Please report every line of the entries below that contains the string "road", copying each such line in full. Treat uppercase and lowercase letters as different.
|---|
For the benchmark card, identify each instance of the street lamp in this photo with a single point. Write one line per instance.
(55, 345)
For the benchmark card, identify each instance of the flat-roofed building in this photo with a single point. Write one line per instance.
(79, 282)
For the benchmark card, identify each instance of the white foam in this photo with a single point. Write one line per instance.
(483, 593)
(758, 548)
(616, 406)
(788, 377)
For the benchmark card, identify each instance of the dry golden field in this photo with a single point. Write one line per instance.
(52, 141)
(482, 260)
|---|
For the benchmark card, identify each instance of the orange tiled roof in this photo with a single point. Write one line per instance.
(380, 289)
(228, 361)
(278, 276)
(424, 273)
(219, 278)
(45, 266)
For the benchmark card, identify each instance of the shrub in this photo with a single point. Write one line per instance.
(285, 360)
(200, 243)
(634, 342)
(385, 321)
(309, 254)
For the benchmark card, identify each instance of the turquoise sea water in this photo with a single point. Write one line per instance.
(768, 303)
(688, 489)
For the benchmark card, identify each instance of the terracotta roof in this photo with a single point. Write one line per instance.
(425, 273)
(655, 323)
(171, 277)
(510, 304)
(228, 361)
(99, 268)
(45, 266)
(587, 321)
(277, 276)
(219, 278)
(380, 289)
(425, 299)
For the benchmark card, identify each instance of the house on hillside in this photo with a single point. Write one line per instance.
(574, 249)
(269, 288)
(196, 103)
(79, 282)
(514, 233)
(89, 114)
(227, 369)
|---|
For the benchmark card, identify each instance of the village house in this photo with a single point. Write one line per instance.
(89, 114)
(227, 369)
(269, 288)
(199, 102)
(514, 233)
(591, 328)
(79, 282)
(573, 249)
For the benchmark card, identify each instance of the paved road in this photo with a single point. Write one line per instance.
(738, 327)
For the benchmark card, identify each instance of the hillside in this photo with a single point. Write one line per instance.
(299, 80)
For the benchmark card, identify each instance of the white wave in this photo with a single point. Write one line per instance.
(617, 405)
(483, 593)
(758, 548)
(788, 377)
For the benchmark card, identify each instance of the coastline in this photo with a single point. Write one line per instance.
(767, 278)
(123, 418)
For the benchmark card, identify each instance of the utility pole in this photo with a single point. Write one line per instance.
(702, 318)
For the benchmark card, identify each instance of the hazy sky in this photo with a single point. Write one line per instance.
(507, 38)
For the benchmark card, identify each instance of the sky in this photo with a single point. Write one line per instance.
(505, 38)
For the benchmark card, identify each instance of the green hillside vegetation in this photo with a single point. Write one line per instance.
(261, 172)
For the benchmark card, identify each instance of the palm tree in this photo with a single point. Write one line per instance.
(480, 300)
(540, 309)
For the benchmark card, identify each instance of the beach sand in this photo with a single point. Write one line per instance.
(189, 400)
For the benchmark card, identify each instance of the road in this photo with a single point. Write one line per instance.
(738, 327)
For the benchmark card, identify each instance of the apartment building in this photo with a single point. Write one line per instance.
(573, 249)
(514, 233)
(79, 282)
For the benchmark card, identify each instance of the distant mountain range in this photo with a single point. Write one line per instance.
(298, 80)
|---|
### THE OUTPUT
For the benchmark card, identify each instance of the paved road in this photo with a single point. Write one line per instance.
For the benchmark card, identify each instance of the road in this photo with a single point. Write one line per instance.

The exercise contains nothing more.